-- begin --

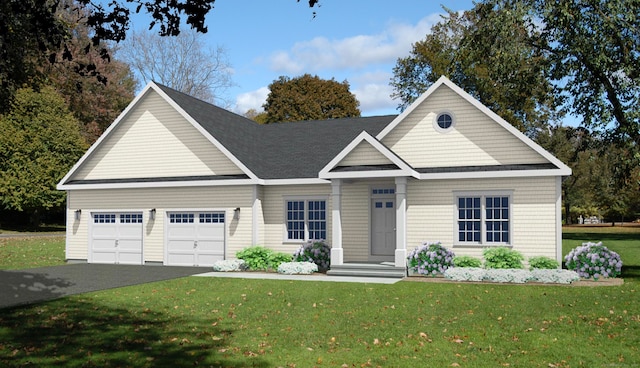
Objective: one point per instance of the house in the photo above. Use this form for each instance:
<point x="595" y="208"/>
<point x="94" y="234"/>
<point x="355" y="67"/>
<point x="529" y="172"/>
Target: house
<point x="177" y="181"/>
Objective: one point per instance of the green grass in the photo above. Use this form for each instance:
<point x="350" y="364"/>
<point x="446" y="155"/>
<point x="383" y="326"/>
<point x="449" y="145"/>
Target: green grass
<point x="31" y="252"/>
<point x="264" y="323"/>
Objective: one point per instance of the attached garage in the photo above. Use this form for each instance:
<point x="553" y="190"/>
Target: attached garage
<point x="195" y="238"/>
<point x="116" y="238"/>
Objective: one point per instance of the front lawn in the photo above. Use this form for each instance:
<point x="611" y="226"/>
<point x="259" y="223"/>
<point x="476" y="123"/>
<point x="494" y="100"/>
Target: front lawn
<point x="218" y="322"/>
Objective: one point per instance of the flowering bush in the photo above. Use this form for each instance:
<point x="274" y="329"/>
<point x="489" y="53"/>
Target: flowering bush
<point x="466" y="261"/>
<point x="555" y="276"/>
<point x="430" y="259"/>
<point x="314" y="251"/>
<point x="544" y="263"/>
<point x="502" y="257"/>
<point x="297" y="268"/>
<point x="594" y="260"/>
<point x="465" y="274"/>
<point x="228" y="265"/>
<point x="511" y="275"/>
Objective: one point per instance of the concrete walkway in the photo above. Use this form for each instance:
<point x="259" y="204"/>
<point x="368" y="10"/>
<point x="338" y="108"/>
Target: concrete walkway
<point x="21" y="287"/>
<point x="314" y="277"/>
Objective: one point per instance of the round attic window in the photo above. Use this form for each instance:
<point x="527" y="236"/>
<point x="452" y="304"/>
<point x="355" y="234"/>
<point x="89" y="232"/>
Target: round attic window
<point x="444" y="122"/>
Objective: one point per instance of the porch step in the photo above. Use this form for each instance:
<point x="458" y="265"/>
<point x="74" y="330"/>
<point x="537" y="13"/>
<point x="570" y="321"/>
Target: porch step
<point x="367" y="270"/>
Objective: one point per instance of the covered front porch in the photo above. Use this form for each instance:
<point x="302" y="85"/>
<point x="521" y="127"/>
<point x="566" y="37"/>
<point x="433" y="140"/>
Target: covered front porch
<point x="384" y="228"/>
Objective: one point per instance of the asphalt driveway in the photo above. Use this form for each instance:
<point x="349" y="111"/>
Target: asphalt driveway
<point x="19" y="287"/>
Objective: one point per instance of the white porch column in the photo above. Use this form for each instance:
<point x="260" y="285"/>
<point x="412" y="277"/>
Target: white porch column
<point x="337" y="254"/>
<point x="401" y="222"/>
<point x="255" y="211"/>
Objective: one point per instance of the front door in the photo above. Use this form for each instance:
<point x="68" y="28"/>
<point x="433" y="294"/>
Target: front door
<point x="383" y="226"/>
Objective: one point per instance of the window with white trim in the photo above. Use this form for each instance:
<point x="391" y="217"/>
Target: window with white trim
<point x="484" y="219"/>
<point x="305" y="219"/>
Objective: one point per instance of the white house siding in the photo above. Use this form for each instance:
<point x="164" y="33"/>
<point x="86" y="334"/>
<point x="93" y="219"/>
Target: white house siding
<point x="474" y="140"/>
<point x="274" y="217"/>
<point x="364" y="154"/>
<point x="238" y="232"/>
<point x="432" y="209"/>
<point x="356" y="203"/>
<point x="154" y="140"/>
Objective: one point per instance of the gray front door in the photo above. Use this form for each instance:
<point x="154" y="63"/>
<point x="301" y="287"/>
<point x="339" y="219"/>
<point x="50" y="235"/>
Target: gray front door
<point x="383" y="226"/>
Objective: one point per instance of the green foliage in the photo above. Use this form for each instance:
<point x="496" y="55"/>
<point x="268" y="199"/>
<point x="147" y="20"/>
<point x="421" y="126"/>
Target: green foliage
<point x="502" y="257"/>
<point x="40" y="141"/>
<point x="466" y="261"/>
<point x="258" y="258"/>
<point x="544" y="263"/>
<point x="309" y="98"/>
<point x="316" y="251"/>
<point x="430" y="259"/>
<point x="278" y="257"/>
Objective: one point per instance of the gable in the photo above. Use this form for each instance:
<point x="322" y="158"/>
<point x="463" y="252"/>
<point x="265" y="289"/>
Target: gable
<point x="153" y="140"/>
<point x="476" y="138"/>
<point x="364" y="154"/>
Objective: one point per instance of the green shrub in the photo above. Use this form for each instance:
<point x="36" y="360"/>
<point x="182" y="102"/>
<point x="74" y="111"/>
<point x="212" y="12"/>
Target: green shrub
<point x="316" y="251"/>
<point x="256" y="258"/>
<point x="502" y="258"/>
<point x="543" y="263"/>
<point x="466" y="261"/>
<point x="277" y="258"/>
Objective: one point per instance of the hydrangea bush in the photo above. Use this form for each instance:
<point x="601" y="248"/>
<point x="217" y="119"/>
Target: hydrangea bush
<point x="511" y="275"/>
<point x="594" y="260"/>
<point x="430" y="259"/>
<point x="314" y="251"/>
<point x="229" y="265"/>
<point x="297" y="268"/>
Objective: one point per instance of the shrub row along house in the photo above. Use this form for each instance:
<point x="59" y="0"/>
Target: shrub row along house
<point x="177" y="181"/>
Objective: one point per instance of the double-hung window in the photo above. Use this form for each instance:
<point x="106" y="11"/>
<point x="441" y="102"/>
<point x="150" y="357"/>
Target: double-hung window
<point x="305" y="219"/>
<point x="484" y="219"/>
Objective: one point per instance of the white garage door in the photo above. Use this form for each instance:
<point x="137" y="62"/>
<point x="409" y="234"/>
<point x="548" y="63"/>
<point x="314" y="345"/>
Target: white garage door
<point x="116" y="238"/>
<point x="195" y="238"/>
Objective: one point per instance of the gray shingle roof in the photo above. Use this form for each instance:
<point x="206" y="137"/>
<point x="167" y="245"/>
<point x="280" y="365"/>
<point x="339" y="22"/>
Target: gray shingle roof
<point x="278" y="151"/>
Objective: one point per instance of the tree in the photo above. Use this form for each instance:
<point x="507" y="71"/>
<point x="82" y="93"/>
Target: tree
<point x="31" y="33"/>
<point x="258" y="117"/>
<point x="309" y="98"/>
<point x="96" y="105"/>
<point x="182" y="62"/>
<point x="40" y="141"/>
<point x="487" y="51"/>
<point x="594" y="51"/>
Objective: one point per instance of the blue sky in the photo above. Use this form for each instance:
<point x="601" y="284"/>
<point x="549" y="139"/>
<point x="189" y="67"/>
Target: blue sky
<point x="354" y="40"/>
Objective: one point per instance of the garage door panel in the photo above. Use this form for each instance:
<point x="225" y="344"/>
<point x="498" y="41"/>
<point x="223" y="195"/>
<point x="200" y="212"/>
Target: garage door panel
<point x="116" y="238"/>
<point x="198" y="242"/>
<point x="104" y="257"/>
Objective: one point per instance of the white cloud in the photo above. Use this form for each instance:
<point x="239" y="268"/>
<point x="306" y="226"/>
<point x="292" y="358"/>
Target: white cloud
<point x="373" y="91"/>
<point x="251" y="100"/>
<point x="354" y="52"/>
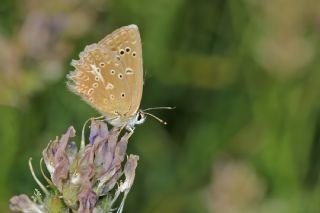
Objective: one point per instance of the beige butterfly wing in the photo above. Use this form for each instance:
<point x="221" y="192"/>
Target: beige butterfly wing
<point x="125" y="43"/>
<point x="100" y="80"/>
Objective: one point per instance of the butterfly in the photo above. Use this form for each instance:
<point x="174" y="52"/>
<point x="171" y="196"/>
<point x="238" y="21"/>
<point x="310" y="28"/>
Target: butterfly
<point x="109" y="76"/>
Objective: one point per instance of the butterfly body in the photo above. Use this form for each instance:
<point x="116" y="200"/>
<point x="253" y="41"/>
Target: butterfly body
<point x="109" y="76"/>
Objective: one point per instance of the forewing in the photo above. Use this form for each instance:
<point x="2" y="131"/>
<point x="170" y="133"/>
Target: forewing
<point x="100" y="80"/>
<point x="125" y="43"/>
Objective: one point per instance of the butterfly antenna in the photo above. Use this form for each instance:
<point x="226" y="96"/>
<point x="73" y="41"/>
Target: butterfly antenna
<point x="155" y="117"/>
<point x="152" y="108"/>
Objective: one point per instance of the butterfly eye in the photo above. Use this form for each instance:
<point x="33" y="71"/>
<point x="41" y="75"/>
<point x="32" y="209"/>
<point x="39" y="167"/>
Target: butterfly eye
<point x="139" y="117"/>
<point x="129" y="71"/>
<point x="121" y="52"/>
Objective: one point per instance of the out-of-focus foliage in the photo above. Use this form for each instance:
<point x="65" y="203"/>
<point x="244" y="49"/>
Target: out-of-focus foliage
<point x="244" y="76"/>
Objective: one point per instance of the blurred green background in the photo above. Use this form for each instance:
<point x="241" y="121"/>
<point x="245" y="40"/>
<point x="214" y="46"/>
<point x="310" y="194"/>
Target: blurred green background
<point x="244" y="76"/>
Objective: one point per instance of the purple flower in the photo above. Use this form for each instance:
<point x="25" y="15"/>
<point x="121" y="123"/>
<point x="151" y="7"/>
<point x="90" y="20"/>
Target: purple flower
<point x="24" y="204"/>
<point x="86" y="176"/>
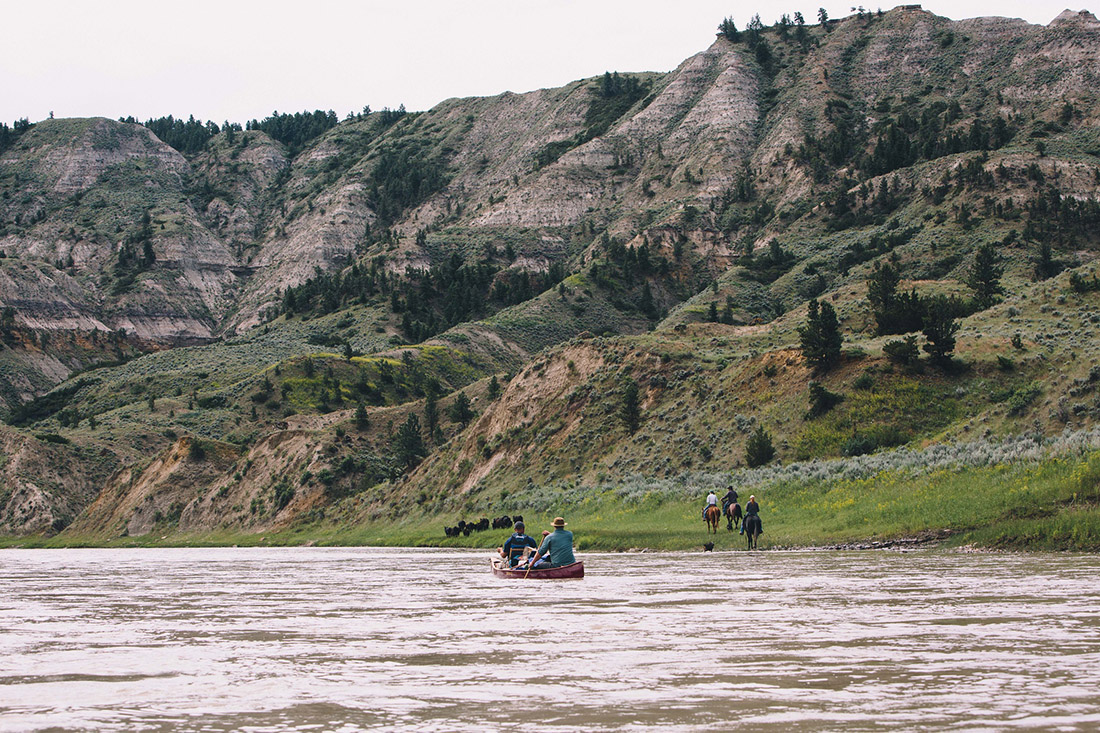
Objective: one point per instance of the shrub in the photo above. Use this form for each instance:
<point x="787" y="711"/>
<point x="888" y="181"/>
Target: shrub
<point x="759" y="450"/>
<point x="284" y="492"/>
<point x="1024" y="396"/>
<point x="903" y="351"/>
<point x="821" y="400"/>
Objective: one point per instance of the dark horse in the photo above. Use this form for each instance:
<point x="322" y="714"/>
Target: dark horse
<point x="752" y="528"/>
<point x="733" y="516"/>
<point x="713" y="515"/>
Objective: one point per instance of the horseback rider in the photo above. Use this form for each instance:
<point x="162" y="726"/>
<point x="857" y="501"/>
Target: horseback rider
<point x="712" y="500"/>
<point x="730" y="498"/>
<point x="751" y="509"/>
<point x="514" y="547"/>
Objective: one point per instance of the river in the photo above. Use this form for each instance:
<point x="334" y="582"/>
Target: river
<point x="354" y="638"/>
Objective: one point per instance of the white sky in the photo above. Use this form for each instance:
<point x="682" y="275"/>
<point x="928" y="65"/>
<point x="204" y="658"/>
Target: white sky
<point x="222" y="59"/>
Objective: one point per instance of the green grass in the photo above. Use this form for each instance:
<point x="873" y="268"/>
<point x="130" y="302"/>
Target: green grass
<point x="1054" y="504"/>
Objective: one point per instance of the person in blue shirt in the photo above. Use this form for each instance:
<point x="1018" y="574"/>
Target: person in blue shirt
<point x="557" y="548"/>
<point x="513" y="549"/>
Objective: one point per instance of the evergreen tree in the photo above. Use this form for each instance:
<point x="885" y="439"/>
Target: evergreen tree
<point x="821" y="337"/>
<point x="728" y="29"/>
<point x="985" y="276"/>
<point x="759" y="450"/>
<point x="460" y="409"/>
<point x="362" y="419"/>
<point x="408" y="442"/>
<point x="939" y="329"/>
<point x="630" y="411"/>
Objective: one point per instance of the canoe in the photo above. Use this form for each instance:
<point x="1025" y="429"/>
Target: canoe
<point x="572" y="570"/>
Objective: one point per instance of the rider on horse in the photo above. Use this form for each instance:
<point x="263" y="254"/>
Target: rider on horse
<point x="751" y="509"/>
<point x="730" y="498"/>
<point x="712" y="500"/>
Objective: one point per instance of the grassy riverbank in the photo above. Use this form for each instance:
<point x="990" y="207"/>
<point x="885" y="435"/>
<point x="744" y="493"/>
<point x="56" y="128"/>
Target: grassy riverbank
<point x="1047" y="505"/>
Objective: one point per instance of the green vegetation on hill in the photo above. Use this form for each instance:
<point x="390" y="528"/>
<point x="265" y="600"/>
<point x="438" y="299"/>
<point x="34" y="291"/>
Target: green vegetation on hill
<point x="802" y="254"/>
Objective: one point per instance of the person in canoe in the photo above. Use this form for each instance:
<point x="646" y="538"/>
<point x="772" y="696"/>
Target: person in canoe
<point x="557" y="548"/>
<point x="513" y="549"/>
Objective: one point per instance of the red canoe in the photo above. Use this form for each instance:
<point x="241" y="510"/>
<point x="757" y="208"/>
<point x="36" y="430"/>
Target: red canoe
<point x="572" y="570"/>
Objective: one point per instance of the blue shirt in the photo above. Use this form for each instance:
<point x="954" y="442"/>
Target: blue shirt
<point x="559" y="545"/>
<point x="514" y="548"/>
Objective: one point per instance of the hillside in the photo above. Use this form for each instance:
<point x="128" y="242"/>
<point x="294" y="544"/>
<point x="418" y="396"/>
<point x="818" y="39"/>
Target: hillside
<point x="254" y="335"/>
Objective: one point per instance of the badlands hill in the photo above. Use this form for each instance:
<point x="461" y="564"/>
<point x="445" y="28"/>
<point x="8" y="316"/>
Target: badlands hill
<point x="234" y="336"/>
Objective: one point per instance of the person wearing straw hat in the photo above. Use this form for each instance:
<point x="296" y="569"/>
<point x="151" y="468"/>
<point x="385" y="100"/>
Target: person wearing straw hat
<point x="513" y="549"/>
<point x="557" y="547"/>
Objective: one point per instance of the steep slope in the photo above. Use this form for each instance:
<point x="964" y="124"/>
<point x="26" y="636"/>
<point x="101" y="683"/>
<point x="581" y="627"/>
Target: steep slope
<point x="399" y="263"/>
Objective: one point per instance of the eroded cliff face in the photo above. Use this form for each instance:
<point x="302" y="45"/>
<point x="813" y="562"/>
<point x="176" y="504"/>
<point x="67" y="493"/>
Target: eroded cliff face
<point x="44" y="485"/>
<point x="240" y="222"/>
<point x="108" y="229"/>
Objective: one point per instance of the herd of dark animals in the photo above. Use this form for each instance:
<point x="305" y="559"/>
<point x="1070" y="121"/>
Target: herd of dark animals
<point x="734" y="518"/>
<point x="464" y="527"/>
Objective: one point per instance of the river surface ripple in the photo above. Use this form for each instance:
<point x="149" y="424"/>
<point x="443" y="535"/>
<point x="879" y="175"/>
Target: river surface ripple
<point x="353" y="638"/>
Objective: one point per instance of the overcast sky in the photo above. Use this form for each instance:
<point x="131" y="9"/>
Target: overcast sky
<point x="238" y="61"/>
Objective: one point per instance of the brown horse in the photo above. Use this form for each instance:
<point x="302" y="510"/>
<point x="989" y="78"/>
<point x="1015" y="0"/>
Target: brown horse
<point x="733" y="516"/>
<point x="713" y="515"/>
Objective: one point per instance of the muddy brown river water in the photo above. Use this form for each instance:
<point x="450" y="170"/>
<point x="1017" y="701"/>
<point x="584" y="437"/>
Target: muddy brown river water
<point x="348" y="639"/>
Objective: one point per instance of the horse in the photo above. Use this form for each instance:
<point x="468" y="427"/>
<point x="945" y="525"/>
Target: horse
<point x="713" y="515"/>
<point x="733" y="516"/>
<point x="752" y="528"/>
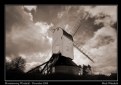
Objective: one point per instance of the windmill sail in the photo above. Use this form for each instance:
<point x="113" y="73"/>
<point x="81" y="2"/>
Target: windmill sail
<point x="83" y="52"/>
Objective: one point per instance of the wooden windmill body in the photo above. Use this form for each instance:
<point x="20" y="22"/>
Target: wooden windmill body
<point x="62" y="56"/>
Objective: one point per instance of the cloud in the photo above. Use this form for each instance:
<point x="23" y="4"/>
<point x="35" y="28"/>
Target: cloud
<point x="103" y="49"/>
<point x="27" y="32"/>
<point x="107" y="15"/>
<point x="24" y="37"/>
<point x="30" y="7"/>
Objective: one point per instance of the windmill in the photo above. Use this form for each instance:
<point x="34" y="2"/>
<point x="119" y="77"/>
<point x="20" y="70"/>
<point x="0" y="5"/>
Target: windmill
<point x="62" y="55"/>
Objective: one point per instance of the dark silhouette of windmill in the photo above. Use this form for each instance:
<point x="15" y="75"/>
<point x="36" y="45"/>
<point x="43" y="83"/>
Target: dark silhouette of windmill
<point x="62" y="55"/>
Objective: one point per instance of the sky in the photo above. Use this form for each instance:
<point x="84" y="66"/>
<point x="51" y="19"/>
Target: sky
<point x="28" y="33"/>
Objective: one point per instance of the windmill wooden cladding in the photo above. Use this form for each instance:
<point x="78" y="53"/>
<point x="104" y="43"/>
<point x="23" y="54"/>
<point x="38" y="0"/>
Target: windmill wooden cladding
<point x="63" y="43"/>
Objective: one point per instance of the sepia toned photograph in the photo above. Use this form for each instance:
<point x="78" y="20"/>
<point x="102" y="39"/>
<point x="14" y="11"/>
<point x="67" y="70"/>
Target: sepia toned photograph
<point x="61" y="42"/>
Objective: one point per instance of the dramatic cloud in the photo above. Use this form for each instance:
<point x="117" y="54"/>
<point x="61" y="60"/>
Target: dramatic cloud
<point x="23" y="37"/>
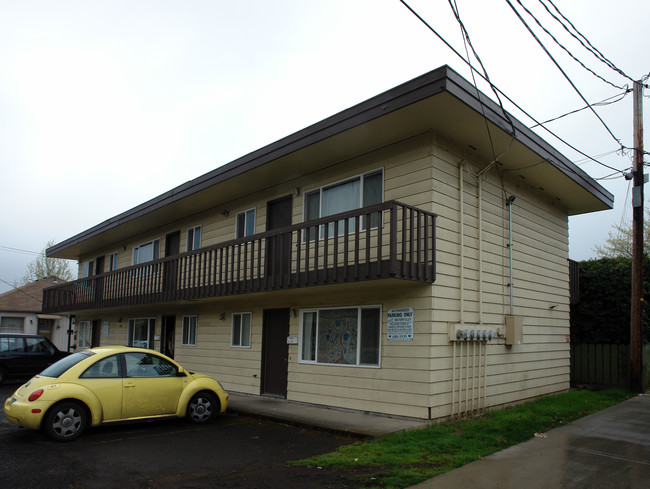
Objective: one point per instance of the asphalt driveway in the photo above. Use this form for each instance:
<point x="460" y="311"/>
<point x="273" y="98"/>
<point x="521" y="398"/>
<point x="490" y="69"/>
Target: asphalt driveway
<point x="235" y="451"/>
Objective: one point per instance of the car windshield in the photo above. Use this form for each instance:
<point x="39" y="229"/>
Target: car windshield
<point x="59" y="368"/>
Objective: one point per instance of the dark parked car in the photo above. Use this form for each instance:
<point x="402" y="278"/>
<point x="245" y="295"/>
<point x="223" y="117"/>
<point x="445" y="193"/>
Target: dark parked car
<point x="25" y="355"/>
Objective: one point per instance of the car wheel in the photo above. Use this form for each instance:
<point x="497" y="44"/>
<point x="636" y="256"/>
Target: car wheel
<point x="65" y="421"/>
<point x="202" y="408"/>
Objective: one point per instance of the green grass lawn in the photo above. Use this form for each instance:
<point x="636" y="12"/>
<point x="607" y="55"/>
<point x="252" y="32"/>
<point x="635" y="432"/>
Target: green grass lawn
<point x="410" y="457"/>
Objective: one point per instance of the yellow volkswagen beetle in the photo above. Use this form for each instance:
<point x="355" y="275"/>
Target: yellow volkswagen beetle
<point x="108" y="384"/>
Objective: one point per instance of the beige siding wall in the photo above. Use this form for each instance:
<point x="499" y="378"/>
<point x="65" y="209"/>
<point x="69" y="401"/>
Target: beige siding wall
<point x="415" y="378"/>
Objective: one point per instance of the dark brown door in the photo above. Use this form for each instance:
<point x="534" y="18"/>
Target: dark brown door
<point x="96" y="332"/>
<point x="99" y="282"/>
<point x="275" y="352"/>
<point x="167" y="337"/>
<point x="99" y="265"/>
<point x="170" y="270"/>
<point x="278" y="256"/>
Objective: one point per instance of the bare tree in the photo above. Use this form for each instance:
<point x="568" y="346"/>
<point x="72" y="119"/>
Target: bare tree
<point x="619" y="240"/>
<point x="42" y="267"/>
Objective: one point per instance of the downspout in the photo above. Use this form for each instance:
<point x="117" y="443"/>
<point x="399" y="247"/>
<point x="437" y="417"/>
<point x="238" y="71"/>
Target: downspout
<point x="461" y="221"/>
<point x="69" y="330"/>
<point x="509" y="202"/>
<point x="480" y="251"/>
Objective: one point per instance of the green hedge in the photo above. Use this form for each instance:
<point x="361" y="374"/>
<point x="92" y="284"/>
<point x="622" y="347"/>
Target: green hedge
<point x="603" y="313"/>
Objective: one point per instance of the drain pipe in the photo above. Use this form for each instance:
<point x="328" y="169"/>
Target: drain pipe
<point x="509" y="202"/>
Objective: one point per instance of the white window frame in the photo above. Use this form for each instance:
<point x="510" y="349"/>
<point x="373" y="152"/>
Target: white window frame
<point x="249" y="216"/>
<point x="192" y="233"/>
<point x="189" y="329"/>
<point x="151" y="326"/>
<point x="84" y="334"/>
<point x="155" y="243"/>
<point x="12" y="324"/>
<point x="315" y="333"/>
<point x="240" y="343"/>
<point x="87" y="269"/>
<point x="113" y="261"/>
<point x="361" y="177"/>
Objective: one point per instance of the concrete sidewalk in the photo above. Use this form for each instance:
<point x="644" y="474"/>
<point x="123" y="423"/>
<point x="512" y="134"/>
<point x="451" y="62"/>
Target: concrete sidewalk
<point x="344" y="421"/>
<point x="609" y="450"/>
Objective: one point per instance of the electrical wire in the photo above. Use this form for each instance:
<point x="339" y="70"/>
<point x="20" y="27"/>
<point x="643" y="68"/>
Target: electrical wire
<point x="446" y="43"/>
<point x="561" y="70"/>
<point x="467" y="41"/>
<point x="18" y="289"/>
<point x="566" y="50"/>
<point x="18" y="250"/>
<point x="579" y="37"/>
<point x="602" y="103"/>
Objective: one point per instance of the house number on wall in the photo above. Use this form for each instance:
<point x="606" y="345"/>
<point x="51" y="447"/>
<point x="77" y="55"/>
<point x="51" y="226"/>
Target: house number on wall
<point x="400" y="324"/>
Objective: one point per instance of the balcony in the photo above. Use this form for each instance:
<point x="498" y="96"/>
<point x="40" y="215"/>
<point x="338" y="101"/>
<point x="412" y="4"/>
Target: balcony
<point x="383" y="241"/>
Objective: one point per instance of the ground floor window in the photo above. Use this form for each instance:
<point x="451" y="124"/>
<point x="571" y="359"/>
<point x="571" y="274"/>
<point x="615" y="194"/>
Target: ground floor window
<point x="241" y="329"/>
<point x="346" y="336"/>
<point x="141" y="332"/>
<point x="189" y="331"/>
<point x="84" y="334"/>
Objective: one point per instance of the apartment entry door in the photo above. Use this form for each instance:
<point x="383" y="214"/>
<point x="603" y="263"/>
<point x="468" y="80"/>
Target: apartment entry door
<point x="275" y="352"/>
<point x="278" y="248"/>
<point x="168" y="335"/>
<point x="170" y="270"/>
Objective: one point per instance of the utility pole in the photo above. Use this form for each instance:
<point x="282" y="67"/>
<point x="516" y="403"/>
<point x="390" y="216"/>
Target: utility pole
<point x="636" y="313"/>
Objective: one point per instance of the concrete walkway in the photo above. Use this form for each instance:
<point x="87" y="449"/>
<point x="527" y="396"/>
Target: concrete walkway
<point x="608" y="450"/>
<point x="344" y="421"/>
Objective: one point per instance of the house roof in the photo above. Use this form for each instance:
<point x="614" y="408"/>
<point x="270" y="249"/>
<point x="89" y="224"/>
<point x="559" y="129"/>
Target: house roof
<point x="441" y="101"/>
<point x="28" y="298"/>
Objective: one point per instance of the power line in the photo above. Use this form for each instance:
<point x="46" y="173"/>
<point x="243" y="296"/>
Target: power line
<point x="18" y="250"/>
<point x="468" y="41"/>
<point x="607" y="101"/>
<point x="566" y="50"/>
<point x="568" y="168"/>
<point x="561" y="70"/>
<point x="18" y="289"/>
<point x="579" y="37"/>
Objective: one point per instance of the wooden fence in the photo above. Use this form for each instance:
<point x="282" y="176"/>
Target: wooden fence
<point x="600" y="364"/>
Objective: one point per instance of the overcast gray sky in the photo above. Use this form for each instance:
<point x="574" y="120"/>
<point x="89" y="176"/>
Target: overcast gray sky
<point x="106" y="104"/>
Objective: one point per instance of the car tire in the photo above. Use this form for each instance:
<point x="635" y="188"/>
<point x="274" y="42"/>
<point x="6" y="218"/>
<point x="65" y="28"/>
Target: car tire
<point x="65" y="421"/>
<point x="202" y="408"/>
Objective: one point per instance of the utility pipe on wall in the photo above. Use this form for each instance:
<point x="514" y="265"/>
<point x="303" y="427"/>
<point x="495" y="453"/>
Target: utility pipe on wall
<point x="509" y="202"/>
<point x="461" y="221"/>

-- end --

**PROBLEM TO WORK ON**. Give again only the lines of the material above that run from the one with "Objective: one point per instance of the house roof" through the end, both included, exactly as they appear.

**TASK RESPONSE**.
Objective: one point per instance of the house roof in the photo above. Use this form for each instance:
<point x="614" y="408"/>
<point x="270" y="249"/>
<point x="89" y="224"/>
<point x="559" y="129"/>
Target: house roof
<point x="441" y="101"/>
<point x="28" y="298"/>
Objective: one point per instance of the power line in the photo above. Use this form for each instance:
<point x="46" y="173"/>
<point x="243" y="296"/>
Target: power line
<point x="18" y="250"/>
<point x="468" y="41"/>
<point x="607" y="101"/>
<point x="566" y="50"/>
<point x="568" y="168"/>
<point x="561" y="70"/>
<point x="18" y="289"/>
<point x="579" y="37"/>
Objective: one point per instance of the wooden fence in the photo above. Use this form for each instance:
<point x="282" y="176"/>
Target: wooden fence
<point x="600" y="364"/>
Objective: one point per instance of the overcast gray sky in the photo above. Use this form for each instance:
<point x="574" y="120"/>
<point x="89" y="176"/>
Target: overcast gray sky
<point x="106" y="104"/>
Objective: one point per instance of the car tire in the photo above. Use this form for each instance:
<point x="635" y="188"/>
<point x="274" y="42"/>
<point x="6" y="218"/>
<point x="65" y="28"/>
Target: car tire
<point x="65" y="421"/>
<point x="202" y="408"/>
Objective: one point per instance of the utility pipe on wall in the photo above. Use this form for each instance:
<point x="514" y="265"/>
<point x="303" y="427"/>
<point x="495" y="453"/>
Target: utility pipe on wall
<point x="509" y="202"/>
<point x="461" y="221"/>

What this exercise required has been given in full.